--- Records for this task ---
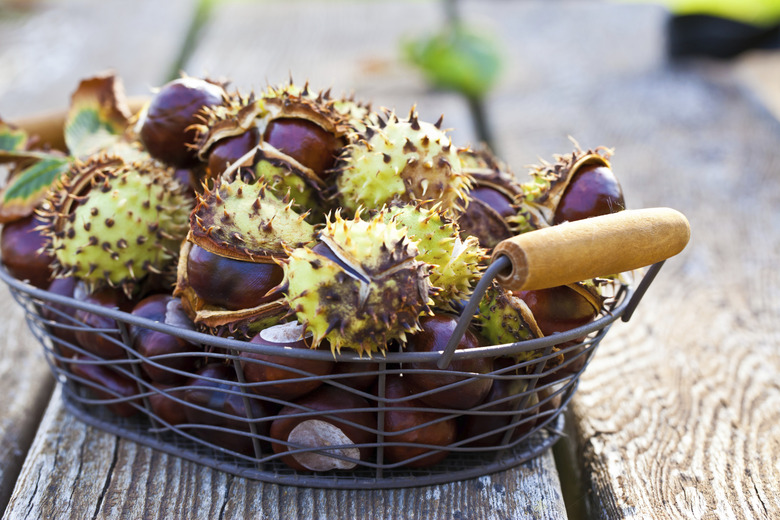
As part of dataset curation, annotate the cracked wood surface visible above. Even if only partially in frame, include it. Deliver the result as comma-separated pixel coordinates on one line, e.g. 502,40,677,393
5,390,565,520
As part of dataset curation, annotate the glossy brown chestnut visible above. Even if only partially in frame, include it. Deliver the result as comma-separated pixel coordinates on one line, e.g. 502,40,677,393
271,385,376,471
0,215,54,289
459,358,538,446
404,314,493,410
553,165,626,224
187,245,284,311
184,363,274,455
241,322,335,400
149,384,187,426
263,117,341,177
140,78,225,168
513,285,598,336
40,278,78,357
76,289,133,359
130,294,202,385
384,374,457,468
70,355,141,417
208,127,260,177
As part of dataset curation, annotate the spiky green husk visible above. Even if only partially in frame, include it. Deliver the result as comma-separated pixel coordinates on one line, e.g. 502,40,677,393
283,213,432,355
336,111,470,214
510,146,612,233
383,204,486,309
188,179,314,262
46,156,192,295
476,281,543,361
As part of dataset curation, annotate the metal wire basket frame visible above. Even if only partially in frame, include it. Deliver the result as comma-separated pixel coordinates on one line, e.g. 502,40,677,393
0,257,663,489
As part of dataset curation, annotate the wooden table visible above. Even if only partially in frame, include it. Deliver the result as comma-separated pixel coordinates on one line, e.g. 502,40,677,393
0,0,780,519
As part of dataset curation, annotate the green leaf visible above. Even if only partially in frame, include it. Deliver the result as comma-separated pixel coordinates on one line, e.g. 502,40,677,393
0,157,71,222
0,120,28,152
404,25,501,98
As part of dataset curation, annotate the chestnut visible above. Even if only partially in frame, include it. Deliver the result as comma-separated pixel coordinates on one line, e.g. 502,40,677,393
271,385,376,471
70,354,141,417
0,215,54,289
404,314,493,409
383,374,457,468
241,322,335,399
208,126,260,178
130,294,201,384
40,277,79,357
76,288,133,359
183,363,274,455
459,358,538,446
139,77,225,168
149,384,187,426
263,117,342,178
553,164,626,224
187,244,284,311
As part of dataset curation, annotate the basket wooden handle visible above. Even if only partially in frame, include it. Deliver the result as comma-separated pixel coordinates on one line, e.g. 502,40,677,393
493,208,691,291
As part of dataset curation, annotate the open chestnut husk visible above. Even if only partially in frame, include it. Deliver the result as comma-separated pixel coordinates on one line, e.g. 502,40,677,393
271,385,376,471
69,354,141,417
183,363,275,455
130,294,202,384
404,314,493,409
383,374,457,468
0,215,54,289
241,322,335,400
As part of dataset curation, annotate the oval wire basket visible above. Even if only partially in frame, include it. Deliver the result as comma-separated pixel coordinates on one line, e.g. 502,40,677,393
0,249,663,489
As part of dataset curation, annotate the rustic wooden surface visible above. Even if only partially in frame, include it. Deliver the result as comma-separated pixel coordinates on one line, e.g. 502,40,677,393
0,1,780,519
0,0,190,510
5,391,565,520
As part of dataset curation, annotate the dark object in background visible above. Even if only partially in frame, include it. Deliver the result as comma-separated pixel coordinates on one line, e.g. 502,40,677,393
667,14,780,59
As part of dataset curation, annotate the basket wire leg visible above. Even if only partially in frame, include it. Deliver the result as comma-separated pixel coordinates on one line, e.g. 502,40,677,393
116,320,164,440
376,361,387,479
501,345,553,446
231,350,263,467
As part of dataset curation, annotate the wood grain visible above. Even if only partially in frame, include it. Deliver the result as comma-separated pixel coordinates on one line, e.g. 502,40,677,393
5,390,566,520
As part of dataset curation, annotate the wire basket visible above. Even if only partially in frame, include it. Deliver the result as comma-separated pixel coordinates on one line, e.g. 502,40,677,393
0,250,663,489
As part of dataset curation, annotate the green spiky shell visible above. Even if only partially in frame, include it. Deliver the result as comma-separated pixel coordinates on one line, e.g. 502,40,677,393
187,179,314,262
336,111,470,213
283,213,432,355
476,281,543,361
383,204,486,309
512,146,612,233
47,156,192,295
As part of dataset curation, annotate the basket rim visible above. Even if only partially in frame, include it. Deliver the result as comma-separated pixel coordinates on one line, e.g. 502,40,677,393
0,264,634,363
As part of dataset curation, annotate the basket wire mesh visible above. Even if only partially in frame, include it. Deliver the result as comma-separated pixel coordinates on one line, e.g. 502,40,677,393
0,257,663,489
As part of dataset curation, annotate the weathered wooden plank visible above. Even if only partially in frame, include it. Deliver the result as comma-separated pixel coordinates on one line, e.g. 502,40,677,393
450,2,780,519
0,0,195,509
0,0,193,120
5,390,565,520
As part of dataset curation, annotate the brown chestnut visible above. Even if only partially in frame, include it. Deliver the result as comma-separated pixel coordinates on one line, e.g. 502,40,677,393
130,294,201,384
271,385,376,471
184,363,273,455
76,288,133,359
187,244,284,311
0,215,54,289
459,358,538,446
70,354,141,417
404,314,493,410
139,78,225,168
384,374,457,468
149,384,187,426
263,117,341,177
553,164,626,224
241,322,335,399
208,127,260,178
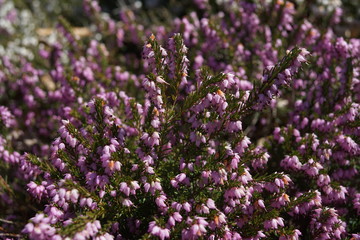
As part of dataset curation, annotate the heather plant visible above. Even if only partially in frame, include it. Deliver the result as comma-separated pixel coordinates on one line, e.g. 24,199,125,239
0,0,360,240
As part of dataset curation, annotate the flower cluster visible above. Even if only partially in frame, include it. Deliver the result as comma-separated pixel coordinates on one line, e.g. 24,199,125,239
0,0,360,240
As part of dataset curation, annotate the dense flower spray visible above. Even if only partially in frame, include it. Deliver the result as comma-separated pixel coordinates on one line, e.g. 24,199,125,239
0,0,360,240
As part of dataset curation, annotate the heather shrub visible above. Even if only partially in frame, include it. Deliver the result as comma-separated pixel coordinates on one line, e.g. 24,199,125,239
0,0,360,240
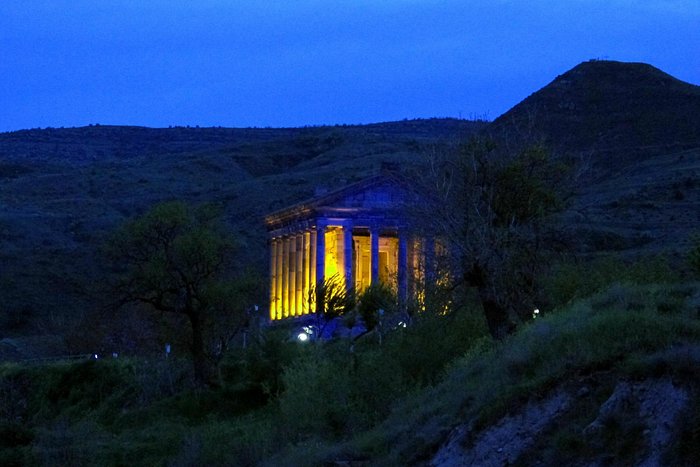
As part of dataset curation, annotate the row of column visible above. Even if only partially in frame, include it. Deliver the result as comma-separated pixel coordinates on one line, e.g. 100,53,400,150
270,223,408,320
270,230,324,319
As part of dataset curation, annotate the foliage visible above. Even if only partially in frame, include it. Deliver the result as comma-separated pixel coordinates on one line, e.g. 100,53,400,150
688,233,700,279
102,201,246,383
412,138,573,338
353,285,700,465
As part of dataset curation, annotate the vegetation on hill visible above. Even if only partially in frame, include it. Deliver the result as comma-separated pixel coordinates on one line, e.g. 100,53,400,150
0,61,700,465
0,263,700,465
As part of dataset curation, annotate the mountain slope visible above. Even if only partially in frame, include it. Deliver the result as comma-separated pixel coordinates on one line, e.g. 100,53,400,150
489,61,700,170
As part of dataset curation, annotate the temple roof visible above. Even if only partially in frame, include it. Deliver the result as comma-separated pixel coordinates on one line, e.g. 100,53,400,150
265,173,412,231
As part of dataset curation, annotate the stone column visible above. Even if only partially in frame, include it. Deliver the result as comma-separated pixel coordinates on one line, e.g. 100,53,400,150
275,238,284,319
280,237,289,318
270,238,277,319
289,235,297,316
397,230,408,309
307,229,317,313
343,222,355,292
369,227,379,285
301,231,311,314
294,232,306,316
316,223,326,313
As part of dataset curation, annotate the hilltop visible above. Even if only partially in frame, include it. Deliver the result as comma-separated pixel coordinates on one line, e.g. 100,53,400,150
0,61,700,465
0,61,700,348
489,60,700,172
0,119,485,350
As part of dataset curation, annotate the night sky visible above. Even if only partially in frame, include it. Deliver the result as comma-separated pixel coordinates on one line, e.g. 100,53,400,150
0,0,700,131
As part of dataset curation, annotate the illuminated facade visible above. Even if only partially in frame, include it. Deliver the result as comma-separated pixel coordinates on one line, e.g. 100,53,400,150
265,175,416,320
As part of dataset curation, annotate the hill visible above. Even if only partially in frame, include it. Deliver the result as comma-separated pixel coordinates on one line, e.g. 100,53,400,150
487,60,700,255
489,60,700,173
0,119,484,350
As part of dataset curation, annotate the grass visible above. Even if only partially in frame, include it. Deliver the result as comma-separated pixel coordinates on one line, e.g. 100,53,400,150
0,284,700,465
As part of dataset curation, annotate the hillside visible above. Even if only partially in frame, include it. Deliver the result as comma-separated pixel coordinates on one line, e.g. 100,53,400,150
0,61,700,350
0,119,484,352
490,60,700,172
488,61,700,255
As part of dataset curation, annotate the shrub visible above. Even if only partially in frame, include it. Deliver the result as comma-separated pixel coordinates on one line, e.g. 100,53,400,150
688,233,700,279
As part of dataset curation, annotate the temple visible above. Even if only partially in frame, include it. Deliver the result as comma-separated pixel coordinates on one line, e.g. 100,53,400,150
265,175,426,320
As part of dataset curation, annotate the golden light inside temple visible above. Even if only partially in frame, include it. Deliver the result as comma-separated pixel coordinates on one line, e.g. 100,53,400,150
270,225,399,320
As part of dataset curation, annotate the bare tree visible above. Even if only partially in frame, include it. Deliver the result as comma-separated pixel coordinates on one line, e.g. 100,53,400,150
404,138,572,338
107,202,246,384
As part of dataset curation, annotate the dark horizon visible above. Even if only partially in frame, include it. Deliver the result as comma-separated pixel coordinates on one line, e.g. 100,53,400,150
0,0,700,132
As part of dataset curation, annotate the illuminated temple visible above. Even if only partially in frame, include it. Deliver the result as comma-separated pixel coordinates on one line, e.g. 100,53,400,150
265,175,424,320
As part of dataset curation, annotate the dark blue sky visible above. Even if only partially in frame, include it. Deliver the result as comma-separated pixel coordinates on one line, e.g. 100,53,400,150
0,0,700,131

--- Task requirements ---
State how many of the lines above contain the word "flower", and give only that number.

--- Final result ---
2